Microbiology Results for Critical Patients: A 2023 Perspective
Title: Microbiology Results for Critical Patients: A 2023 Perspective
Date: December 13, 2023
Time: 1 p.m. ET
Presenter: James A. McKinnell, MD
The Importance of MIC Results for Treating Critical Patients
The role of the microbiology laboratory and the choice of antimicrobial susceptibility testing (AST) method is crucial to determining the appropriate treatment for severe infections in critically ill patients. Delayed or inaccurate results, especially for patients with multi-drug resistant infections, can lead to less effective treatment and potential mortality.
Accurate minimum inhibitory concentration (MIC) data can reduce turn-around times and favorably impact therapeutic decisions. The use of new generation therapeutics like sulbactam/durlobactam and MIC results for determining optimal treatment are critical in the face of growing antibiotic resistance. The availability of accurate broth microdilution-based MICs for new antibiotics can help improve patient outcomes and reduce the lengths-of-stay, therapeutic dosages and duration, adverse reactions, and costs.
Actions taken by the antimicrobial stewardship team to enforce the judicious use of antimicrobials are most effective when supported by timely diagnostic information from and collaboration with microbiology laboratory personnel.
Effective collaborations among microbiologists, clinicians, the antimicrobial stewardship team, and policy makers can help improve patient care and meet the challenges of increased antibiotic resistance in a post-COVID world.
This webinar will help you:
- Review the challenges of treating and managing critically ill patients
- Describe how MIC results for new generation therapeutics are used to manage patient care
- Summarize how effective diagnostic and antimicrobial stewardship can help combat resistance
- Explain the importance of MIC results and breakpoints
Fisher Healthcare is approved as a provider of continuing education programs in the clinical laboratory sciences by the ASCLS P.A.C.E.™ Program. One P.A.C.E.™ credit-hour will be provided for this complimentary basic level program.
James A. McKinnell, MD
Dr. James A. McKinnell is an associate professor of medicine at the David Geffen School of Medicine at the University of California, Los Angeles. He is a member of the Infectious Disease Clinical Outcome Research Unit (ID-CORE) and the Los Angeles Biomedical Research Institute at Harbor-UCLA. A nationally recognized infectious disease specialist with research interests in the clinical management and prevention of nosocomial infections, Dr. McKinnell has published over 40 papers about antibiotics and antimicrobial resistance in the community.
####################
*WHAT THIS EXERCISE ASKS*.
1. Reproduce the webinar description from "This webinar will" to "basic level program.".
2. According to the webinar description, at which school is James A. McKinnell an associate professor of medicine?
3. Based on the webinar description, state whether each statement is correct, and quote the words that decide it: (a) The webinar takes place on December 13, 2023. (b) Dr. McKinnell has published over 100 papers. (c) The program is offered at an advanced level.
Answer using nothing beyond the webinar description.
####################
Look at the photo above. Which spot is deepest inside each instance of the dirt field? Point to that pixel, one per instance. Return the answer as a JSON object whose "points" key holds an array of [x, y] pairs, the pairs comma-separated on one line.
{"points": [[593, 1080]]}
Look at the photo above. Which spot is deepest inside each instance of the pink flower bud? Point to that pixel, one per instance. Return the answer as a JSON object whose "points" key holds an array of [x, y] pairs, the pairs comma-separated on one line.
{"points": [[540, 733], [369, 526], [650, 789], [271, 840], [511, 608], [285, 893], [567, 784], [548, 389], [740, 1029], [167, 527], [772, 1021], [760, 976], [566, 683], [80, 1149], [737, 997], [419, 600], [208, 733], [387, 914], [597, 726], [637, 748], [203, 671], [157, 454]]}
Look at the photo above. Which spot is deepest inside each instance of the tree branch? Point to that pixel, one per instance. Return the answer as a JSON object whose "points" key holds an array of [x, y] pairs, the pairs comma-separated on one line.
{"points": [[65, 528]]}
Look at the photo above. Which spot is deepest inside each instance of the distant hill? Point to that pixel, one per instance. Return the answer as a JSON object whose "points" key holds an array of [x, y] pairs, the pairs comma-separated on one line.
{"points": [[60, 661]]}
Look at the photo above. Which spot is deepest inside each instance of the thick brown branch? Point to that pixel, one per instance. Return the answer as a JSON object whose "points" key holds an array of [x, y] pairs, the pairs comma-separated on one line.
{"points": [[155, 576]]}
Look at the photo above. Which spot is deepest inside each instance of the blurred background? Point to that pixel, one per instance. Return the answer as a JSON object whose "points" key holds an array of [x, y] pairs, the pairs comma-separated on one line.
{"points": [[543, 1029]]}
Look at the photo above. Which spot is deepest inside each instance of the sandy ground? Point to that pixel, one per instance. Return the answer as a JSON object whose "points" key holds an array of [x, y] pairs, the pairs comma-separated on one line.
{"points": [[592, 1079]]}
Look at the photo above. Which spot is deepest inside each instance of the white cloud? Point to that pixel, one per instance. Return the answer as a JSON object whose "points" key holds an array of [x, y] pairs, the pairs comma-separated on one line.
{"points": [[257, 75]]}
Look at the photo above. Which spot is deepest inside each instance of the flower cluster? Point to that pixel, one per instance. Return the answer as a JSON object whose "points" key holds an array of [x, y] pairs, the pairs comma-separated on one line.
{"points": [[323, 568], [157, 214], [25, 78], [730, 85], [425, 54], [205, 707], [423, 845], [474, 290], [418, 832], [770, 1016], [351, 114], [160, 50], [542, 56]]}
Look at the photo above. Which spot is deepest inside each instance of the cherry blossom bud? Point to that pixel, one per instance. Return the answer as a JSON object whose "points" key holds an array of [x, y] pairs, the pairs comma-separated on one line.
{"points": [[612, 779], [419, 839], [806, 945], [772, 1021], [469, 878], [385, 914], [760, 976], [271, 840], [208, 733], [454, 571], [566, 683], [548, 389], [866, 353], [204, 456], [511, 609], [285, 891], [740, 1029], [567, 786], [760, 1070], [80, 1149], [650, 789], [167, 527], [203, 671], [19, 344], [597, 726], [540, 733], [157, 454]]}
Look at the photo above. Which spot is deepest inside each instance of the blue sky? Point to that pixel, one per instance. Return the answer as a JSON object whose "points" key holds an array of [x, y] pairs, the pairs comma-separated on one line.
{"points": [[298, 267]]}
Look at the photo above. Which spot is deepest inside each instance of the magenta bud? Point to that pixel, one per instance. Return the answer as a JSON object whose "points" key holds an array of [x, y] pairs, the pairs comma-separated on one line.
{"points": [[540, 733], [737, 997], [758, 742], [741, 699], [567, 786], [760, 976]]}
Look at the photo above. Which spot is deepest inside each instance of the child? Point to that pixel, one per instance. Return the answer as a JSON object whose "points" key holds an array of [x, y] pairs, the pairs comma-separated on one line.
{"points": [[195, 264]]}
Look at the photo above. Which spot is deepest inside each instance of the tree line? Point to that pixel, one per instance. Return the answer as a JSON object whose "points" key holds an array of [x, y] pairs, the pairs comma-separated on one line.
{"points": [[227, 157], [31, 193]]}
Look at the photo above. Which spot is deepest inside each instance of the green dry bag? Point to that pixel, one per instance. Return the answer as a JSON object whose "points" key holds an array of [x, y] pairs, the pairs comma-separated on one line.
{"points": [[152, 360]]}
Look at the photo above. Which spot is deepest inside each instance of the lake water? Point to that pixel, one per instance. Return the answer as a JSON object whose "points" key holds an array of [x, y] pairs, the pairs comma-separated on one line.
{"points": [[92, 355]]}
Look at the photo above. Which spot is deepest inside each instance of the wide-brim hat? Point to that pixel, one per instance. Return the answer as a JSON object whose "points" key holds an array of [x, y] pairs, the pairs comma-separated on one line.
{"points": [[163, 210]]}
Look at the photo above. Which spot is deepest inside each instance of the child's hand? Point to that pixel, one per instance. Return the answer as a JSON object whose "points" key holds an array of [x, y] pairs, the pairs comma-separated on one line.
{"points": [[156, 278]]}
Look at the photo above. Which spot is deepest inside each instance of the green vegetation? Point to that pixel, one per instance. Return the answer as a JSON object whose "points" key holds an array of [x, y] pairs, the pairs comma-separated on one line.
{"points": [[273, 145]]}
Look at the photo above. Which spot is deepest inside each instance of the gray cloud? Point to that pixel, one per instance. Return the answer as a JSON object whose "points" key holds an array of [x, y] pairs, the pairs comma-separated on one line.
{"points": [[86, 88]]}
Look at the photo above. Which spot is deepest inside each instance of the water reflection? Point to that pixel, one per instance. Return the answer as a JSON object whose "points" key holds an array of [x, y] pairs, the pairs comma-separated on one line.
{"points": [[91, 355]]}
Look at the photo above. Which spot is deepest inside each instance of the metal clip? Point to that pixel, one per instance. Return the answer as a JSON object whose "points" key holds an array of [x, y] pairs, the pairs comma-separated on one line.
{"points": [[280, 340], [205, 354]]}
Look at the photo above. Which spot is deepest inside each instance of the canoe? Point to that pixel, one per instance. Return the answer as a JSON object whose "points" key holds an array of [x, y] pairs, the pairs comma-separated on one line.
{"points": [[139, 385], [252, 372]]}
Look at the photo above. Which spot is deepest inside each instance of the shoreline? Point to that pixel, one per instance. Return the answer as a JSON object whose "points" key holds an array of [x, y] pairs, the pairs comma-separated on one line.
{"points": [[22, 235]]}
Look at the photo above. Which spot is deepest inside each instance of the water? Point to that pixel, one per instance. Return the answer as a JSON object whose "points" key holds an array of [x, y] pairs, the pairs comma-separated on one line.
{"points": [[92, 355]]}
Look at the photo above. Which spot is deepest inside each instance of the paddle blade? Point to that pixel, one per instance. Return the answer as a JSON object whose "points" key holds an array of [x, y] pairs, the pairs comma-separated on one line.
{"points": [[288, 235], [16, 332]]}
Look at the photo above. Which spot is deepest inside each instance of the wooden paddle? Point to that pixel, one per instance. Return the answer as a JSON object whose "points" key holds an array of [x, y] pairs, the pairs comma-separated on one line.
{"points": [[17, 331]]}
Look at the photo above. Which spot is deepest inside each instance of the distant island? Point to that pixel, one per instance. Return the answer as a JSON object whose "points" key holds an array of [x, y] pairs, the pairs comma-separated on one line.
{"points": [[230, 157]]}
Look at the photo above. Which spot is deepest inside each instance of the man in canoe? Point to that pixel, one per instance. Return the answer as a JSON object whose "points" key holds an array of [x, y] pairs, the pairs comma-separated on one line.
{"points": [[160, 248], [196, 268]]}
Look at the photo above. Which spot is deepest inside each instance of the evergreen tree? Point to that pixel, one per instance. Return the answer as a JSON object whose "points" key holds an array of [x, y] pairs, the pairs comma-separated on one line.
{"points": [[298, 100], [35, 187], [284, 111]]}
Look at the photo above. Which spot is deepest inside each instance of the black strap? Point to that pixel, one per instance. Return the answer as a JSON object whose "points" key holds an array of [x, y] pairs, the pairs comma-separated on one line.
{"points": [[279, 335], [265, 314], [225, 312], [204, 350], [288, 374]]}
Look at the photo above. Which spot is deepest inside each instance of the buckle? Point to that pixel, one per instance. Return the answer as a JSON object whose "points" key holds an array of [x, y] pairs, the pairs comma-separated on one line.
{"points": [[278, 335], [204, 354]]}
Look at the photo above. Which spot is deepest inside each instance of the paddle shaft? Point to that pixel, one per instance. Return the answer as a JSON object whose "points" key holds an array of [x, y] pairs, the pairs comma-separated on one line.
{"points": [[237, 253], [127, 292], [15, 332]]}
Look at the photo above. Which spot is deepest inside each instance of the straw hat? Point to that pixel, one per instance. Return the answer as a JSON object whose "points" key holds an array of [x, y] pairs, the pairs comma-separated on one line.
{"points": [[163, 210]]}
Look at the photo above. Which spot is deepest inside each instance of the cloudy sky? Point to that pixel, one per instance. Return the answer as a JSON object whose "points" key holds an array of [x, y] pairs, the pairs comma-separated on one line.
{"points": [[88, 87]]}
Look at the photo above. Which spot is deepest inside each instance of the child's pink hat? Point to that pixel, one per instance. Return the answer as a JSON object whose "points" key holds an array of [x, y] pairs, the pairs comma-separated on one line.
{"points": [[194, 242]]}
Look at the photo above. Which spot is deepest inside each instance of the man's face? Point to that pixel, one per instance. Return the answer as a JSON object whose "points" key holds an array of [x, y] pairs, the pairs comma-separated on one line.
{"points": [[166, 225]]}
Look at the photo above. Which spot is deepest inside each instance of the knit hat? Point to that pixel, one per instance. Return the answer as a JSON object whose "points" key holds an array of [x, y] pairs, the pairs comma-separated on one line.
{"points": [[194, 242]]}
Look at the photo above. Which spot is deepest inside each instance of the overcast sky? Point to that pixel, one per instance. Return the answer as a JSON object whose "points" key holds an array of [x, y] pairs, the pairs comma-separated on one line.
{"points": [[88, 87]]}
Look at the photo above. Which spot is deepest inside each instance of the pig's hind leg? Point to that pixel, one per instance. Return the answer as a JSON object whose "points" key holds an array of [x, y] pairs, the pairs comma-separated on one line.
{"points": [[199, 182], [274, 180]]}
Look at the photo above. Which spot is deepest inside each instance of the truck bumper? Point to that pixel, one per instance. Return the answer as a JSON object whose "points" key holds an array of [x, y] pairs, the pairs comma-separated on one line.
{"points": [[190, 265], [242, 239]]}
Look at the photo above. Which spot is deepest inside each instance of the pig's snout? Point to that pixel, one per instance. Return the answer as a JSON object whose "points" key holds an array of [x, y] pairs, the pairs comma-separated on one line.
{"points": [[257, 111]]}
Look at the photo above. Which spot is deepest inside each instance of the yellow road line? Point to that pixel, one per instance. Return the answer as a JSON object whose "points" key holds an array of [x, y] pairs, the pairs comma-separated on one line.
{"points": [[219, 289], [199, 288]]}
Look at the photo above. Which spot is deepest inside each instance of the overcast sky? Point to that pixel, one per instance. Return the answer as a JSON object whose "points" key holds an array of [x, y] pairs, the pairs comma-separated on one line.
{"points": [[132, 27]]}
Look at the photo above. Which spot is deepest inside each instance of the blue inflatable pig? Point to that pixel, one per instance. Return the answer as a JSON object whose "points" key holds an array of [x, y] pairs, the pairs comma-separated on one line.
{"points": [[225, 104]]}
####################
*ANSWERS FOR THIS EXERCISE*.
1.
This webinar will help you:
- Review the challenges of treating and managing critically ill patients
- Describe how MIC results for new generation therapeutics are used to manage patient care
- Summarize how effective diagnostic and antimicrobial stewardship can help combat resistance
- Explain the importance of MIC results and breakpoints
Fisher Healthcare is approved as a provider of continuing education programs in the clinical laboratory sciences by the ASCLS P.A.C.E.™ Program. One P.A.C.E.™ credit-hour will be provided for this complimentary basic level program.

2. The David Geffen School of Medicine at the University of California, Los Angeles.

3.
(a) Yes: "Date: December 13, 2023"
(b) No: "has published over 40 papers about antibiotics and antimicrobial resistance in the community"
(c) No: "this complimentary basic level program"